▶ Your task
Below are the records; restate all of them word for word.
********************
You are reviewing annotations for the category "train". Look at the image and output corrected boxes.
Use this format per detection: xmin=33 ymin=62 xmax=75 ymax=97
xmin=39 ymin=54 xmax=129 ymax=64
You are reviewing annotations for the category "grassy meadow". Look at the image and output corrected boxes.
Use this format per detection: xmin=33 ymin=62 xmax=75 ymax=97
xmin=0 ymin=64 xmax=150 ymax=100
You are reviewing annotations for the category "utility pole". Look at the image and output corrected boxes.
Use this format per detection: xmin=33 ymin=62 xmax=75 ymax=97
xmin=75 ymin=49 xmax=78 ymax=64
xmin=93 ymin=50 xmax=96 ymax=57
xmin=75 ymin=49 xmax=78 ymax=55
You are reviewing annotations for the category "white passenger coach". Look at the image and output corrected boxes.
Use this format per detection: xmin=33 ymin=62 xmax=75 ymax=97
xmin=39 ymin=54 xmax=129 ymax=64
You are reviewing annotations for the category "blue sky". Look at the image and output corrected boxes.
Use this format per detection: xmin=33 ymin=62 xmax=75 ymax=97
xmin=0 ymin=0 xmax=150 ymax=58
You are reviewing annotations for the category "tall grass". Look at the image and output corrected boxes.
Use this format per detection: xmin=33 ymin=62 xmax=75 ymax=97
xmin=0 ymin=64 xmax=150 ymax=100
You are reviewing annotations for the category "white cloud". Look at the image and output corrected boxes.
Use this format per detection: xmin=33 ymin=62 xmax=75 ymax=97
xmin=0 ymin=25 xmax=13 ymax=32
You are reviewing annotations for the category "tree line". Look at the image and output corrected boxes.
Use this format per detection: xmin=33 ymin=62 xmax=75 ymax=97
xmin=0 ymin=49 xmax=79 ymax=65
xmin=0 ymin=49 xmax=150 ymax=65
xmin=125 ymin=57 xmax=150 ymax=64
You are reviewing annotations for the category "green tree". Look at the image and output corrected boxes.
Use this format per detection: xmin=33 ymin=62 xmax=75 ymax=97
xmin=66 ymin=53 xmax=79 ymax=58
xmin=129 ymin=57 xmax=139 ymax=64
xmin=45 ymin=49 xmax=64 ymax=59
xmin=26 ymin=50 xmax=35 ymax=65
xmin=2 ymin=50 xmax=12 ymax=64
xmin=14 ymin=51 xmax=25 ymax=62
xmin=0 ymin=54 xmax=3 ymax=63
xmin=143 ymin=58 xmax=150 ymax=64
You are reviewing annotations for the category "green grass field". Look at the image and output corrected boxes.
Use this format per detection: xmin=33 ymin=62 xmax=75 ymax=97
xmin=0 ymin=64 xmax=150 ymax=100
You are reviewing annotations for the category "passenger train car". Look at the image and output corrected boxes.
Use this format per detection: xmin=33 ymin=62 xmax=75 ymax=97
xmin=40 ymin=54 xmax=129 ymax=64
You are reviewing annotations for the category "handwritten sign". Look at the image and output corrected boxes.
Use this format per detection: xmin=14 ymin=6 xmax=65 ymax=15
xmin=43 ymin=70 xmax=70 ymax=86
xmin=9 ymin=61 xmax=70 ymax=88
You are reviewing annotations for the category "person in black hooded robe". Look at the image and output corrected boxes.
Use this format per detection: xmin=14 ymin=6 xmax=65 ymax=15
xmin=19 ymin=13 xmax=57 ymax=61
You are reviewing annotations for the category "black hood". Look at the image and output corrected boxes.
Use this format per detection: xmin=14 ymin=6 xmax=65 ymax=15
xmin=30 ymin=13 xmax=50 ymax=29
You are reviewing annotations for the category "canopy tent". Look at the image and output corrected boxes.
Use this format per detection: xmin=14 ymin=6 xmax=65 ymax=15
********************
▶ Answer area
You are reviewing annotations for the category "train". Look at the image and output corrected boxes.
Use this format per detection: xmin=33 ymin=62 xmax=75 ymax=97
xmin=39 ymin=54 xmax=129 ymax=64
You are reviewing annotations for the category "grassy meadow". Look at the image and output corrected boxes.
Use this format per detection: xmin=33 ymin=62 xmax=75 ymax=97
xmin=0 ymin=64 xmax=150 ymax=100
You are reviewing annotations for the category "utility pole". Look at the image and output corrected boxes.
Use this format per detection: xmin=33 ymin=62 xmax=75 ymax=97
xmin=75 ymin=49 xmax=78 ymax=64
xmin=93 ymin=50 xmax=96 ymax=57
xmin=75 ymin=49 xmax=78 ymax=55
You are reviewing annotations for the category "white passenger coach". Look at the image and output corrected boxes.
Use this format per detection: xmin=33 ymin=62 xmax=75 ymax=97
xmin=39 ymin=54 xmax=129 ymax=64
You are reviewing annotations for the category "blue sky". Look at the image and output corrected boxes.
Use this format per detection: xmin=33 ymin=62 xmax=75 ymax=97
xmin=0 ymin=0 xmax=150 ymax=58
You are reviewing annotations for the category "tall grass". Look at the image and output corrected boxes.
Use this format per detection: xmin=33 ymin=62 xmax=75 ymax=97
xmin=0 ymin=64 xmax=150 ymax=100
You are reviewing annotations for the category "white cloud". Look at the image and output corrected boxes.
Use this format per detection: xmin=33 ymin=62 xmax=75 ymax=97
xmin=0 ymin=25 xmax=13 ymax=32
You are reviewing annotations for the category "tree line". Look at the image and output corrected boxes.
Use this format per detection: xmin=33 ymin=62 xmax=75 ymax=97
xmin=0 ymin=49 xmax=79 ymax=65
xmin=0 ymin=49 xmax=150 ymax=65
xmin=125 ymin=57 xmax=150 ymax=64
You are reviewing annotations for the category "green tree". Look at the image and output corrected boxes.
Use this format per detection: xmin=33 ymin=62 xmax=75 ymax=97
xmin=66 ymin=53 xmax=79 ymax=58
xmin=129 ymin=57 xmax=139 ymax=64
xmin=45 ymin=49 xmax=64 ymax=59
xmin=26 ymin=50 xmax=35 ymax=65
xmin=2 ymin=50 xmax=12 ymax=64
xmin=14 ymin=51 xmax=25 ymax=62
xmin=0 ymin=54 xmax=3 ymax=63
xmin=143 ymin=58 xmax=150 ymax=64
You are reviewing annotations for the category "green grass field". Look at the image and output corrected boxes.
Use this format per detection: xmin=33 ymin=62 xmax=75 ymax=97
xmin=0 ymin=64 xmax=150 ymax=100
You are reviewing annotations for the category "passenger train car". Look at the image and output corrected boxes.
Use this format per detection: xmin=33 ymin=62 xmax=75 ymax=97
xmin=40 ymin=54 xmax=129 ymax=64
You are reviewing annotations for the category "handwritten sign". Look at the image and output corrected boxes.
Use this format per detection: xmin=14 ymin=6 xmax=65 ymax=15
xmin=43 ymin=70 xmax=70 ymax=86
xmin=9 ymin=61 xmax=70 ymax=88
You are reviewing annotations for the category "person in black hooded robe". Look at the image and output corrected boxes.
Use this format per detection: xmin=14 ymin=6 xmax=65 ymax=15
xmin=19 ymin=13 xmax=57 ymax=61
You are reviewing annotations for the category "black hood". Look at the image and output corrected boxes.
Use this format per detection: xmin=14 ymin=6 xmax=65 ymax=15
xmin=30 ymin=13 xmax=50 ymax=29
You are reviewing annotations for the category "canopy tent". Look at the image and output corrected boxes.
Use this format per detection: xmin=14 ymin=6 xmax=65 ymax=15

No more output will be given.